> [INSTRUCTION] Can you rewrite the rows below as a numbered list, dropping any blank lines? Leave the pictures out of your answer.

> [TASK INPUT]
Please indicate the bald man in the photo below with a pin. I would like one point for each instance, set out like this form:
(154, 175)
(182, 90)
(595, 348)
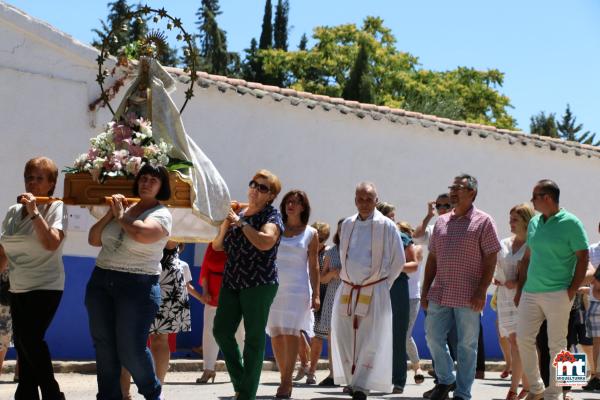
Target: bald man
(372, 257)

> [ANSWER BELOW]
1. Please indicate the bald man in the photo below with a pin. I would like one point for each instance, set out like this form:
2. (154, 175)
3. (182, 90)
4. (595, 348)
5. Target: bald man
6. (372, 257)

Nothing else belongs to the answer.